** Direction **
Copy out the lines from the one containing "Mark every instance of the wooden fence in" through the one containing "243), (418, 278)]", both included, reproducing each without change.

** Records for processing **
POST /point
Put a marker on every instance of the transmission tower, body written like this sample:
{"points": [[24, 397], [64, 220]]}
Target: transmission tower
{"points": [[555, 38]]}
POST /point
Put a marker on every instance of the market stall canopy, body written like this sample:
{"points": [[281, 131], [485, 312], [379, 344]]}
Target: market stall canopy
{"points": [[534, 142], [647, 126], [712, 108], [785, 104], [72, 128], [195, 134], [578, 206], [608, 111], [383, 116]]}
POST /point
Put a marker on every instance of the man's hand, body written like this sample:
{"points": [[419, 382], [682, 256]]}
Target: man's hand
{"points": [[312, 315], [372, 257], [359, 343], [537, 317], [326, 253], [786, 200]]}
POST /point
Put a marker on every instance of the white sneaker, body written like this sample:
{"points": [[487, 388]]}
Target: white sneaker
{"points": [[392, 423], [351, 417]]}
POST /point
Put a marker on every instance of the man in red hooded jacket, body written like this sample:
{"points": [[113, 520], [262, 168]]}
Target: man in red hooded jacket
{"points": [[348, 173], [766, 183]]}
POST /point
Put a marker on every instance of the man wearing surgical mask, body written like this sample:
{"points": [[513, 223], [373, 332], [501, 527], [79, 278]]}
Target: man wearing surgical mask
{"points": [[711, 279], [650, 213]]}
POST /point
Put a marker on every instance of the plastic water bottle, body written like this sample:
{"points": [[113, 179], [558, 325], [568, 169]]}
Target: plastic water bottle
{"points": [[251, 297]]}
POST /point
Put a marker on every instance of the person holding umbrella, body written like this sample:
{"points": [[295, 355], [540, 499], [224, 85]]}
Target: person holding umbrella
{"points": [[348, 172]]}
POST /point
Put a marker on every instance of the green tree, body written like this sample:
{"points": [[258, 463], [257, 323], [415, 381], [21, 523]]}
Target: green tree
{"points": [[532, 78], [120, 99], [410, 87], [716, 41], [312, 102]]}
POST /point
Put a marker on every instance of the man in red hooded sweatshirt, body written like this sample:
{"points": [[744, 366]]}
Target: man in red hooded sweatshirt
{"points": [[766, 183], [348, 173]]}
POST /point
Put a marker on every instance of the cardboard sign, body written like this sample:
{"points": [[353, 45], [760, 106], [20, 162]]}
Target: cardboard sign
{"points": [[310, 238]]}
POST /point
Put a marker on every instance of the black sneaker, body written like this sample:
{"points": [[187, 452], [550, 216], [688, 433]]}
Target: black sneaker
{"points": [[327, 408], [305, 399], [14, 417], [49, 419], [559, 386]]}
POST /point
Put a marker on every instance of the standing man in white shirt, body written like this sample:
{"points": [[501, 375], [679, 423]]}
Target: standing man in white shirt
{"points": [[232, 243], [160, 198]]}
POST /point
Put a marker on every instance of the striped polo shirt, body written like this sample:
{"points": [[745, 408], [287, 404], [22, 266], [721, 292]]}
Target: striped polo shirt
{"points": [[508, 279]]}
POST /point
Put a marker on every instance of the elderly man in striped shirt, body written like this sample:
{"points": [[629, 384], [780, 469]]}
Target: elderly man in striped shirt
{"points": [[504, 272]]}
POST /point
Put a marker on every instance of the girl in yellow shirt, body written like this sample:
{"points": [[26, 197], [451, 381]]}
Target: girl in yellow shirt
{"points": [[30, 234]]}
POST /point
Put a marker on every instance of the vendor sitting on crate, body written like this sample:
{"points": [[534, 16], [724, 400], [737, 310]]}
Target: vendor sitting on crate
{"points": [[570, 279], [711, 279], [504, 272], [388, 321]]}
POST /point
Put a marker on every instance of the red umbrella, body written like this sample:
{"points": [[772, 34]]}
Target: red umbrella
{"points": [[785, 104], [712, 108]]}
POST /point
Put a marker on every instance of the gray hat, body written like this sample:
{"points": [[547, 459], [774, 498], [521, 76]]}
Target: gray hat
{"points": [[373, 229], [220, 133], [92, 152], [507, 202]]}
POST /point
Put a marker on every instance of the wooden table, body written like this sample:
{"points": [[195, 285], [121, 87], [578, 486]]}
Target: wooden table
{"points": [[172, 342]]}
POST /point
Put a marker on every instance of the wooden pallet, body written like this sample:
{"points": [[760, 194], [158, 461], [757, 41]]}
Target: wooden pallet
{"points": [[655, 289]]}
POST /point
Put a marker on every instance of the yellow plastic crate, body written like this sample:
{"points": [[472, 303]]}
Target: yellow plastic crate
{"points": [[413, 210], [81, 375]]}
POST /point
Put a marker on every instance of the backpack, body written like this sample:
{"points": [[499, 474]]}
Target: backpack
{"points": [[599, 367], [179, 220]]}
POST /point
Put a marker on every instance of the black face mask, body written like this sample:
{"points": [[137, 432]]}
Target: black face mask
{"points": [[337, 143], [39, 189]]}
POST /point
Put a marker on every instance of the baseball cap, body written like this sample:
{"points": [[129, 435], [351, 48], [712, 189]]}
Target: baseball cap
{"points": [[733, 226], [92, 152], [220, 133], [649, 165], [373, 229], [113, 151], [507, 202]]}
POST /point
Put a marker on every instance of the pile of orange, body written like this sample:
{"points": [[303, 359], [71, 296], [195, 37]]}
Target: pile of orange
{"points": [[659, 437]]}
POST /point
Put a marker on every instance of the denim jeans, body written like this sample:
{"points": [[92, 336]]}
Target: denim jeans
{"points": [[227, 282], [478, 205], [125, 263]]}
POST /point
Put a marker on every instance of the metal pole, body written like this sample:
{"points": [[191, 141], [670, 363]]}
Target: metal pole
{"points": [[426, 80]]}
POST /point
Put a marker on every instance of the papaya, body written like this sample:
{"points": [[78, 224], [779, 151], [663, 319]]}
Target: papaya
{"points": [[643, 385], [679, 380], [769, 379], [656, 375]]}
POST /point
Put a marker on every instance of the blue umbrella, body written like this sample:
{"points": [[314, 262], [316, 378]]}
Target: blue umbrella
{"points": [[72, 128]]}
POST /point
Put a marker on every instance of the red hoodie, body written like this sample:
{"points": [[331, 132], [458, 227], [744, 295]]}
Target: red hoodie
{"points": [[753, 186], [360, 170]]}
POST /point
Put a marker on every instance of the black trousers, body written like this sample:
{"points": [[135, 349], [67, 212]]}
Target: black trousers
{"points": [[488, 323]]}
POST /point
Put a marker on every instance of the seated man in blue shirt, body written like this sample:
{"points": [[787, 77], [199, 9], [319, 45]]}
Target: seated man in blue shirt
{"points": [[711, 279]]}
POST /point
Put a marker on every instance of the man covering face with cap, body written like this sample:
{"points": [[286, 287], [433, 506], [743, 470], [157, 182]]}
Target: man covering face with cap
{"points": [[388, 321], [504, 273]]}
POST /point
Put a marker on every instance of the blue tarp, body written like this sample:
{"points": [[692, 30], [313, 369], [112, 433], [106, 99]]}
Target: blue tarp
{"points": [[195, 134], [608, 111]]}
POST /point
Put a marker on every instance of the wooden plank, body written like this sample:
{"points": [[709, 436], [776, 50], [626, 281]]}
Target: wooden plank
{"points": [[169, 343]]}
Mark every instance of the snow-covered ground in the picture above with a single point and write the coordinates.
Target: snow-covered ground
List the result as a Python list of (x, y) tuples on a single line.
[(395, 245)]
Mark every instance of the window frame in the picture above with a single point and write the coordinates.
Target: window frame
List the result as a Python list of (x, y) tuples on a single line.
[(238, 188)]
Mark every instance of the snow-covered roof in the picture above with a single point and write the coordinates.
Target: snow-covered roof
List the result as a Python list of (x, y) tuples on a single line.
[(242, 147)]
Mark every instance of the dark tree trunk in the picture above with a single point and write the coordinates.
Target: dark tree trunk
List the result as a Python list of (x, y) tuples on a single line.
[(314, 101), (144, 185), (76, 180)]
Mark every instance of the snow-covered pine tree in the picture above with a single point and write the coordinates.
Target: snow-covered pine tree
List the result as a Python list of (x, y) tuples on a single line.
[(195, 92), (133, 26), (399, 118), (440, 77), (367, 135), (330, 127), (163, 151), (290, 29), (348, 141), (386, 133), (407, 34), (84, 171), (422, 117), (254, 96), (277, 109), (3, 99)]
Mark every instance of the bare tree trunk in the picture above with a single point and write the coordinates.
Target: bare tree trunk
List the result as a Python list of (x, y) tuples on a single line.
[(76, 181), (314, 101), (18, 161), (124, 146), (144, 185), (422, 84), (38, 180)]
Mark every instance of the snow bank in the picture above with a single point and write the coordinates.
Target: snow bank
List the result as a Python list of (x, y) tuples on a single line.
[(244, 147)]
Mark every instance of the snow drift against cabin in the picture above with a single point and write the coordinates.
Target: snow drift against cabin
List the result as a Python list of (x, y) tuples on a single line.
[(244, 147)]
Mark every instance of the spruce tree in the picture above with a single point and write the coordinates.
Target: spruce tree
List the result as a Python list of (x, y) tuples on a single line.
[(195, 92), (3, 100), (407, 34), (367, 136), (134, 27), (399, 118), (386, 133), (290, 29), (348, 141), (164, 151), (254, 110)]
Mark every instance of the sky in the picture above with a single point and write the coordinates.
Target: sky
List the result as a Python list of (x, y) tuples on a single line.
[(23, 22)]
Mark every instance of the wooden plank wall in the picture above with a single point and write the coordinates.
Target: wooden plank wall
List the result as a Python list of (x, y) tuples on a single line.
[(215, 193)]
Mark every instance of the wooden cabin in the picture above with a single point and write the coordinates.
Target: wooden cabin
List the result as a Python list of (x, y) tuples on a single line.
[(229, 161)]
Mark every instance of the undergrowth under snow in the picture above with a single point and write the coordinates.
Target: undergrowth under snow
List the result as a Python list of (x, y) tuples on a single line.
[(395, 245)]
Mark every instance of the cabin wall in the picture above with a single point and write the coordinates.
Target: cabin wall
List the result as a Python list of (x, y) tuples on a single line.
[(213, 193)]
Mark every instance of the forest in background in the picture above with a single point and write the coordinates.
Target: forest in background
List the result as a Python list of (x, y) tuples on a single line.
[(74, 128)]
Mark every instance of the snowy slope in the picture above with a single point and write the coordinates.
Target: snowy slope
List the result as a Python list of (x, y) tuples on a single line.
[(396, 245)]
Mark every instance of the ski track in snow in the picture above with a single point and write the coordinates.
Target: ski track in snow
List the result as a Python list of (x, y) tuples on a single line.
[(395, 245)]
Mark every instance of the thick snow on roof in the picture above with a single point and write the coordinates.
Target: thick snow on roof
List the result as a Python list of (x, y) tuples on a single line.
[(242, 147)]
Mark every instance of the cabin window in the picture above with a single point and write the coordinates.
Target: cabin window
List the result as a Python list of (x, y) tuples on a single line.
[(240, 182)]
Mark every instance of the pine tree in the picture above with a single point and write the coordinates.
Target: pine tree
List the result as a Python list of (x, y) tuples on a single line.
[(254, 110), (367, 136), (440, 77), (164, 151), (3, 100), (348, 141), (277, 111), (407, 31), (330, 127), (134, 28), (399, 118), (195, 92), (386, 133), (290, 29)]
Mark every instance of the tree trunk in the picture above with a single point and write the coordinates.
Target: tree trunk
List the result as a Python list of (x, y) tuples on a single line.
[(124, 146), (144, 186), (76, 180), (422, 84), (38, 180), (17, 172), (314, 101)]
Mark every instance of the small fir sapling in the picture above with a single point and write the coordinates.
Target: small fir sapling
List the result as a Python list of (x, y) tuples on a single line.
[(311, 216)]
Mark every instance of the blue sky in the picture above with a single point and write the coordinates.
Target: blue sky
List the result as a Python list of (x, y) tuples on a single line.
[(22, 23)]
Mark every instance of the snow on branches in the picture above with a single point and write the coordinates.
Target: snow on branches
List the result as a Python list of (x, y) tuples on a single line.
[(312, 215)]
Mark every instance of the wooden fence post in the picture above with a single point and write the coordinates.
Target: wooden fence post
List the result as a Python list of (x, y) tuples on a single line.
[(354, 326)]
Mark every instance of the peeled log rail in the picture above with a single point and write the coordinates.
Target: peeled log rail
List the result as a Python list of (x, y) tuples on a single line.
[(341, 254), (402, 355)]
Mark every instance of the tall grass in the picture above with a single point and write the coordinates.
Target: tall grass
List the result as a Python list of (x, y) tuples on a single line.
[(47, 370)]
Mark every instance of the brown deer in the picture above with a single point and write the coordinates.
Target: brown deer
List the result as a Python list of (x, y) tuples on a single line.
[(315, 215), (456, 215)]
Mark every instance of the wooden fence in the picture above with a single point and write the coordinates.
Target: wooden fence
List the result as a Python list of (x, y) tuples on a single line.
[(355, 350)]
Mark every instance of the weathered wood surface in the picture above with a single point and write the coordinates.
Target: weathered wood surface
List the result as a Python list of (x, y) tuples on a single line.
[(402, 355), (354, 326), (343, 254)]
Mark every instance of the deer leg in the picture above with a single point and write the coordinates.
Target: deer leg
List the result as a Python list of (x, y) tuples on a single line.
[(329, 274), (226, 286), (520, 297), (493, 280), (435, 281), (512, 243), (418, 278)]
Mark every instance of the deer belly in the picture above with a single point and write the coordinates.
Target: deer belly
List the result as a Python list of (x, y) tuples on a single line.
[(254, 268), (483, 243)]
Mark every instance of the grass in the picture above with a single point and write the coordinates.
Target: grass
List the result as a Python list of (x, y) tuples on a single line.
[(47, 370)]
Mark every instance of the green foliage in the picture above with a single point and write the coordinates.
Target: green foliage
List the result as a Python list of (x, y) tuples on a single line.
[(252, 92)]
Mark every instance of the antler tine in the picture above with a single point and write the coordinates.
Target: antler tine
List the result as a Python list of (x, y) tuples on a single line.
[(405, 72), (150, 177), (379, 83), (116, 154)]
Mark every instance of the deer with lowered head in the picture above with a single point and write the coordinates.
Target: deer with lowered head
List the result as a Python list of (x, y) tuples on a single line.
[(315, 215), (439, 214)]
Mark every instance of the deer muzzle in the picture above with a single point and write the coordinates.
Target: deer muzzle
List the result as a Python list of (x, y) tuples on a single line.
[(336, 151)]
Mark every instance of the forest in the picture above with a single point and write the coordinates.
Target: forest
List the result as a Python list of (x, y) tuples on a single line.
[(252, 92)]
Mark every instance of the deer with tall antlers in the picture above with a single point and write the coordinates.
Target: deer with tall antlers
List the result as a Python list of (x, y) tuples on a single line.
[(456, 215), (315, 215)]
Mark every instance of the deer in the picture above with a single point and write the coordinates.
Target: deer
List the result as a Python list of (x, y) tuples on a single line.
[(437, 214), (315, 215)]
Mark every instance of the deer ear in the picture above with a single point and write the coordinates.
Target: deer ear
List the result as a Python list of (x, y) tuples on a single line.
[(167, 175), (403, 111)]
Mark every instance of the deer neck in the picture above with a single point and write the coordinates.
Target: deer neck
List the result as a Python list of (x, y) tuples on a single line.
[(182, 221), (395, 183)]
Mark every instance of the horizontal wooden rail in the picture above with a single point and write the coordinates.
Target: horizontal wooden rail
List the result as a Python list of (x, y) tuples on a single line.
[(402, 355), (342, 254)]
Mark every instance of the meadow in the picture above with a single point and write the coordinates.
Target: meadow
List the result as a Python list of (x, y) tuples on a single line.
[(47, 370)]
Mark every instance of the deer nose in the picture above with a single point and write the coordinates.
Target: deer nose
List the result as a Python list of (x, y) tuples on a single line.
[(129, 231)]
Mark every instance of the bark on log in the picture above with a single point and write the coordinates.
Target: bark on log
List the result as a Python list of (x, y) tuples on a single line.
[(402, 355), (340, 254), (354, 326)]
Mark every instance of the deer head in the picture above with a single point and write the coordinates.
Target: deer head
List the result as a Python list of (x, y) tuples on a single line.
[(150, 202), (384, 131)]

** Written reply **
Mark every instance of the wooden fence in the picture above with a single point and write the coordinates.
Target: wooden fence
List the result as a Python list of (x, y) tuples on a single line.
[(355, 350)]
Mark every instance of the weathered wood surface in the picture above with a single point and write the coordinates.
Target: weathered wood surface
List the result as a Python list of (x, y) tuples on a single line.
[(402, 355), (354, 326), (343, 254)]
Mark every instance of the deer leg in the picture above with a single point and write the coordinates.
Target: deer leg
List the result as a Python list of (x, y) tuples on a single line.
[(329, 274), (226, 286), (520, 297), (493, 280), (435, 281), (512, 243), (418, 278)]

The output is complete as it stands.